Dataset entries
⁂

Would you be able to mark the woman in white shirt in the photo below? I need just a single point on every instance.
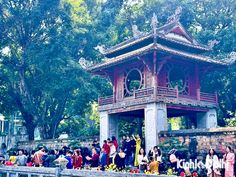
(142, 160)
(212, 164)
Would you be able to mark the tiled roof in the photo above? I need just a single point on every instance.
(161, 33)
(133, 54)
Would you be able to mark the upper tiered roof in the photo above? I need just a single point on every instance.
(171, 38)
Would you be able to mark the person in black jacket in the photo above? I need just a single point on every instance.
(128, 151)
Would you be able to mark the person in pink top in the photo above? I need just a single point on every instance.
(229, 159)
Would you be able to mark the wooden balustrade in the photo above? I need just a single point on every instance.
(163, 92)
(105, 100)
(167, 92)
(143, 92)
(207, 97)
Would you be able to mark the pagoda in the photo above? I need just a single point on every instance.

⁂

_Brief_
All lines from the one that contains "Would you be able to mark the person in black" to the last line above must be given again exactly, with both included and nothing added.

_Answer section_
Would you be able to mark the person in black jacket in the photo above? I need just a single point on every instance.
(128, 151)
Would you be able to mark the person in pink top in the photo above? I need just a single point on every instance.
(229, 159)
Would you be able to mark the wooden balustrade in the photo above? I need just a single point on every instance.
(163, 92)
(105, 100)
(167, 92)
(143, 92)
(207, 97)
Would you be able to mark the pagoda in the photo above? I need just a single point on every instance.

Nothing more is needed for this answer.